- _Problem to work on_
Transcribe exactly the lines from the one containing "of the bridge" through the end of the data, both included. Leave out pictures.

[Records shown]

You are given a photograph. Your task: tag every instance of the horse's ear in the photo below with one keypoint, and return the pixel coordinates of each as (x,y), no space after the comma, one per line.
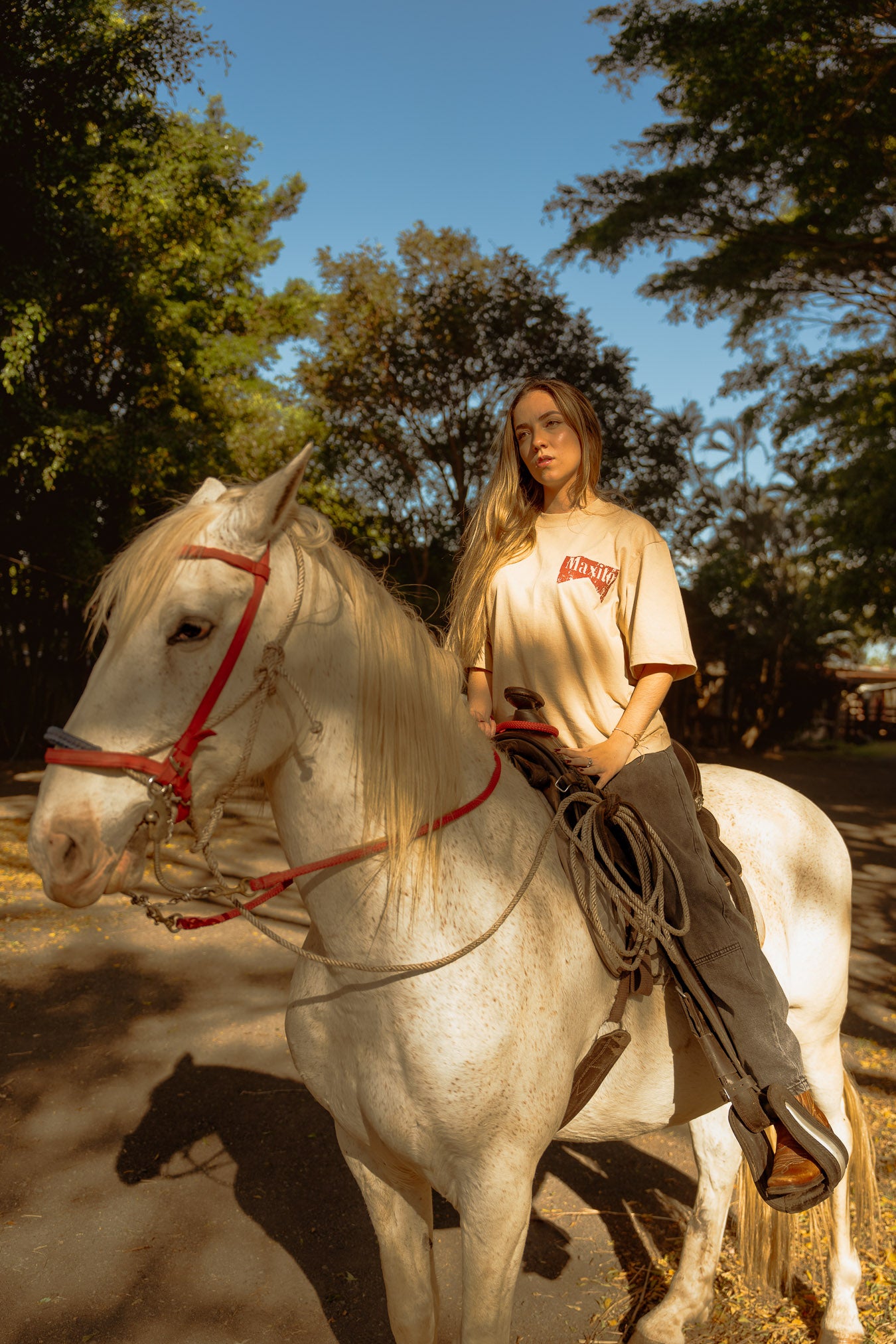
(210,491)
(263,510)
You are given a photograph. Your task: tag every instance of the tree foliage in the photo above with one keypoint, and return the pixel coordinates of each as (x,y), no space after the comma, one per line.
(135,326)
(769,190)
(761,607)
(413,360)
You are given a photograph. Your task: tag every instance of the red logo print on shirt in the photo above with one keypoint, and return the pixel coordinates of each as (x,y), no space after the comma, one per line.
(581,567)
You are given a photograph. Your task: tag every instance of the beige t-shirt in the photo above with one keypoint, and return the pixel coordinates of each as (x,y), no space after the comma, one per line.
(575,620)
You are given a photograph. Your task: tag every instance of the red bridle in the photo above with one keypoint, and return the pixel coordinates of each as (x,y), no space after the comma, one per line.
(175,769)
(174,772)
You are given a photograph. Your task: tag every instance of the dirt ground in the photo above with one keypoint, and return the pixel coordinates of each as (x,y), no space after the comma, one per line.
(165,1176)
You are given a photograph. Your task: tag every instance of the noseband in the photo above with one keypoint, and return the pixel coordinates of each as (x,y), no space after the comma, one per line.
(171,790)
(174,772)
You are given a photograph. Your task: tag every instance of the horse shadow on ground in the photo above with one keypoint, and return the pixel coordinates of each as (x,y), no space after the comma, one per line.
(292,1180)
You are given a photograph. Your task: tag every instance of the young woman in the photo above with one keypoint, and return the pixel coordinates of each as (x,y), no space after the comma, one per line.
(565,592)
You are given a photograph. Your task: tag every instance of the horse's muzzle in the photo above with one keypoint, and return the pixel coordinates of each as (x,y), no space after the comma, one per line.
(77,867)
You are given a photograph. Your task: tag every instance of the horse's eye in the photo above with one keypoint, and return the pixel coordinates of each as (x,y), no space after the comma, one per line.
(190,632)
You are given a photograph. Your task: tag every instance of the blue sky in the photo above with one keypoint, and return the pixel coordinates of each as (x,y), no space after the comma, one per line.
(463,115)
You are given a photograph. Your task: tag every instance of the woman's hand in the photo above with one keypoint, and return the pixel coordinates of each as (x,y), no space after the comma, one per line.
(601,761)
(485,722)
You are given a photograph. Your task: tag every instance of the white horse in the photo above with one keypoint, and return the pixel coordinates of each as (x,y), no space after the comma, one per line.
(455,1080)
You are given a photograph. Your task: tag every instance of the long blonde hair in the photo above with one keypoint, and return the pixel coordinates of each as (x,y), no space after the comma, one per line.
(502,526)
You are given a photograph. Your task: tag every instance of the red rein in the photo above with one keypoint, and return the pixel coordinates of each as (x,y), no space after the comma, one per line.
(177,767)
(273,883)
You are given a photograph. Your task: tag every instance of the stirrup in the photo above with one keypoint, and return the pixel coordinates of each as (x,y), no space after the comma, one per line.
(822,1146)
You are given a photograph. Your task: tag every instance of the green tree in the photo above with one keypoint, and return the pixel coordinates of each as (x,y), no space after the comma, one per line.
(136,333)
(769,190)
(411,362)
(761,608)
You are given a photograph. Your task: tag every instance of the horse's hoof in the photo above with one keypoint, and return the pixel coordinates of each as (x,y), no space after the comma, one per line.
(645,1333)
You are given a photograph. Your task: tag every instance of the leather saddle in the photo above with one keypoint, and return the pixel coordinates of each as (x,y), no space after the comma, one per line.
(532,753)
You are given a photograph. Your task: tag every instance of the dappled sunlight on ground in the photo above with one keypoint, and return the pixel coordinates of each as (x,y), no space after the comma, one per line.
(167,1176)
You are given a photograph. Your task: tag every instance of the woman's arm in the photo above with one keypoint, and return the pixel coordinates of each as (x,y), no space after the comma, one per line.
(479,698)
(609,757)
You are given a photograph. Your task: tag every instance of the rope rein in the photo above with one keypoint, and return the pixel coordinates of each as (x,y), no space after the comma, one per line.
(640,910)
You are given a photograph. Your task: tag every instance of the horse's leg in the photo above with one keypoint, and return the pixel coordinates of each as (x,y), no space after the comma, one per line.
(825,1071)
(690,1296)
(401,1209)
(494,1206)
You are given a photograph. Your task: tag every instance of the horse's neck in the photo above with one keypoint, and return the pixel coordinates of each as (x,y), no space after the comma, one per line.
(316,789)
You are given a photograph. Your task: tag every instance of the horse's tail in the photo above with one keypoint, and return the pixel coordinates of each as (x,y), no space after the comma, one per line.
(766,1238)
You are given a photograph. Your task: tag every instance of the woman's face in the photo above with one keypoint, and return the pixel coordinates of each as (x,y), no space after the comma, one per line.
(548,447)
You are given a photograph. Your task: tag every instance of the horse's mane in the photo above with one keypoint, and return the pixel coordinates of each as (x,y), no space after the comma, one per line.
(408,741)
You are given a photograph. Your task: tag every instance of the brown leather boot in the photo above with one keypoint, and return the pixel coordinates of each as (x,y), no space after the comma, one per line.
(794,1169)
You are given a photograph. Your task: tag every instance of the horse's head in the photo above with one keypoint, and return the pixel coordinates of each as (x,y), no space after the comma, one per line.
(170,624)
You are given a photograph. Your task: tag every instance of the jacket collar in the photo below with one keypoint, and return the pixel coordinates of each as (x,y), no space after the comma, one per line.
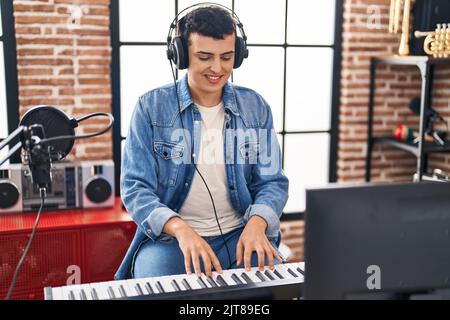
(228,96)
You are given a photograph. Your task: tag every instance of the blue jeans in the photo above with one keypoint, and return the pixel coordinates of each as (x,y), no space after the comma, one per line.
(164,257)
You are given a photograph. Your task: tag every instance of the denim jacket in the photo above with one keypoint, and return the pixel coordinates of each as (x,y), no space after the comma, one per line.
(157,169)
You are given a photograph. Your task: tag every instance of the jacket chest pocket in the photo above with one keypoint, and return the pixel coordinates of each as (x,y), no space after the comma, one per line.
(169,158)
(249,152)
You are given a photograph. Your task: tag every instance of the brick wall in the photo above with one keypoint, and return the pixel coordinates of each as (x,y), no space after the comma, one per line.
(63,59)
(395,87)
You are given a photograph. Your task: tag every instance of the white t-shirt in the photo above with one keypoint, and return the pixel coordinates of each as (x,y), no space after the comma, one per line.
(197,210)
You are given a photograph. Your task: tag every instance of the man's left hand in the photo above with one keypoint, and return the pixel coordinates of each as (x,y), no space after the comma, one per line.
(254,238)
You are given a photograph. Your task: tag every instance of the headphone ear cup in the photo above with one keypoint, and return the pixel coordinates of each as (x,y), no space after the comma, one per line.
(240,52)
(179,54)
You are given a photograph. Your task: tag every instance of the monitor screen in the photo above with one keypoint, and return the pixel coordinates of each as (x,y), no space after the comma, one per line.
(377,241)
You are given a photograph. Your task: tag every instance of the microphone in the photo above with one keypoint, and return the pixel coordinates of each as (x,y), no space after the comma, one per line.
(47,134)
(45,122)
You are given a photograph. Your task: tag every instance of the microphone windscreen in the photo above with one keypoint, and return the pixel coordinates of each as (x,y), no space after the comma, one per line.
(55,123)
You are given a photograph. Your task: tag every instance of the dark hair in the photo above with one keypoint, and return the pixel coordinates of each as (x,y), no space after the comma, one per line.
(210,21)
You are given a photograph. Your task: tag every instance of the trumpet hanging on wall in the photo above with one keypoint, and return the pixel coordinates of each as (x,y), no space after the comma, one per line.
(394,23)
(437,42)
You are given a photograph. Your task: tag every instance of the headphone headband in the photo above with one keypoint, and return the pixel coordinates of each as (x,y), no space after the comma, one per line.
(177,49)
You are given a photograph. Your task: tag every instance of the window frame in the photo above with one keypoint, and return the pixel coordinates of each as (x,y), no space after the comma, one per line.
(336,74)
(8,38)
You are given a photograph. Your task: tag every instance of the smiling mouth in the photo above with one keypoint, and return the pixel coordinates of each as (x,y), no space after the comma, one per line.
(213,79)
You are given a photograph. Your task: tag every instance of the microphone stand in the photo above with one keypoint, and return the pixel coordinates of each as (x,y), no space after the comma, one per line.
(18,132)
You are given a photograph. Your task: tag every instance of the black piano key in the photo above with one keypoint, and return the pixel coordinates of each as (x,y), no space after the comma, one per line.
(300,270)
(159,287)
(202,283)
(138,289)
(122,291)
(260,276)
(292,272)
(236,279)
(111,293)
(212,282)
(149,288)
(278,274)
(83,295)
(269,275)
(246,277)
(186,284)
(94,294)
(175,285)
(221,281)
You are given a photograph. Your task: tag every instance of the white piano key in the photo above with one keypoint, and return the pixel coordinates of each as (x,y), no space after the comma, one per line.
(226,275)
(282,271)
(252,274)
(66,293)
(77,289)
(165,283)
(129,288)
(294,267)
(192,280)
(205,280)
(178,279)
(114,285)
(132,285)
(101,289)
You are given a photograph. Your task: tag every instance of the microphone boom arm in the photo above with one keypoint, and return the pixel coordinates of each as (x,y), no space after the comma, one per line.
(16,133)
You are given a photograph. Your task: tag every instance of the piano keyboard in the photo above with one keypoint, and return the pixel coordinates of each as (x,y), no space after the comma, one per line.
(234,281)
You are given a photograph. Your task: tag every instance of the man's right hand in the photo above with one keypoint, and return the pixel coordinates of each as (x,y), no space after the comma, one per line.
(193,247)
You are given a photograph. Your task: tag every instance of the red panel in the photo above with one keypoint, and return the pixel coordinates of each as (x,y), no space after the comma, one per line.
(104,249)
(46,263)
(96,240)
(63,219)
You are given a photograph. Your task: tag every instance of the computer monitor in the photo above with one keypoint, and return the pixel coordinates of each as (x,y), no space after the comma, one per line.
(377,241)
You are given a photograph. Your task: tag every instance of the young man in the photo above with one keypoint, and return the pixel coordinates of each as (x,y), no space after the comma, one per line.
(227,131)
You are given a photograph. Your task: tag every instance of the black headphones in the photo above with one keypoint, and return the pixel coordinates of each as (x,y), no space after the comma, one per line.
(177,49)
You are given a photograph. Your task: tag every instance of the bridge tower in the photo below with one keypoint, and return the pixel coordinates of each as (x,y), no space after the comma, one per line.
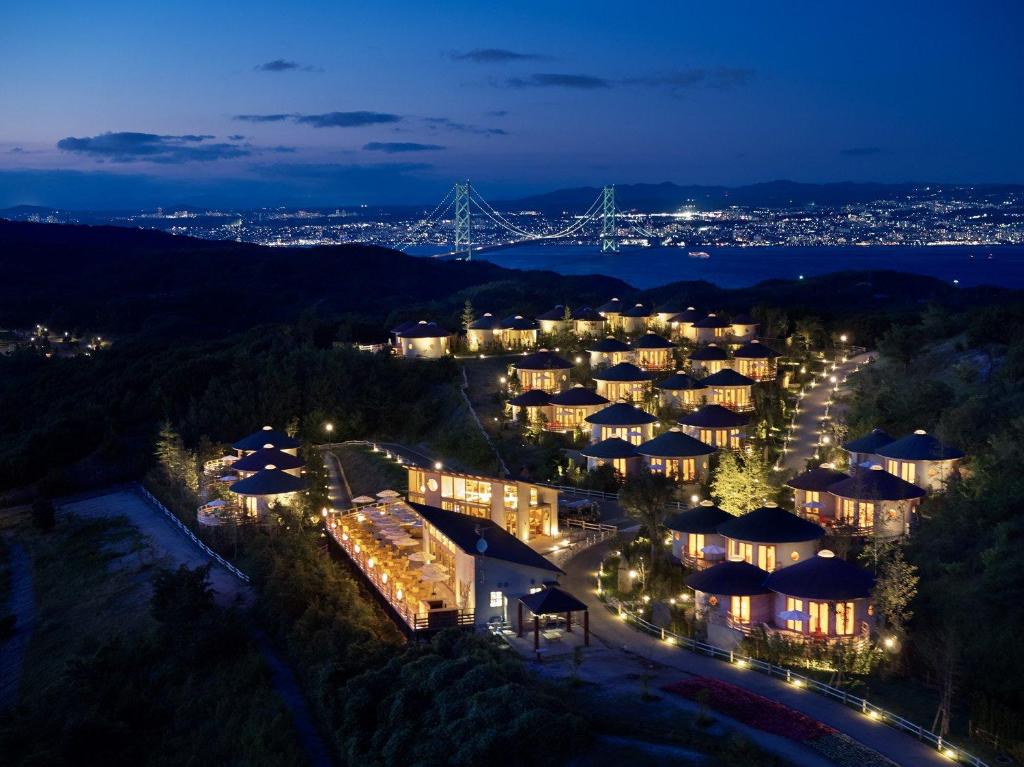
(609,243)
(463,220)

[/Records shown]

- _Written response_
You are given a photograph. Your task: tag every instance of the bridge tower in the photo below with one keypoint, and return the pixel coordinates of each as (x,y), no space after the comma, one per line.
(609,243)
(463,220)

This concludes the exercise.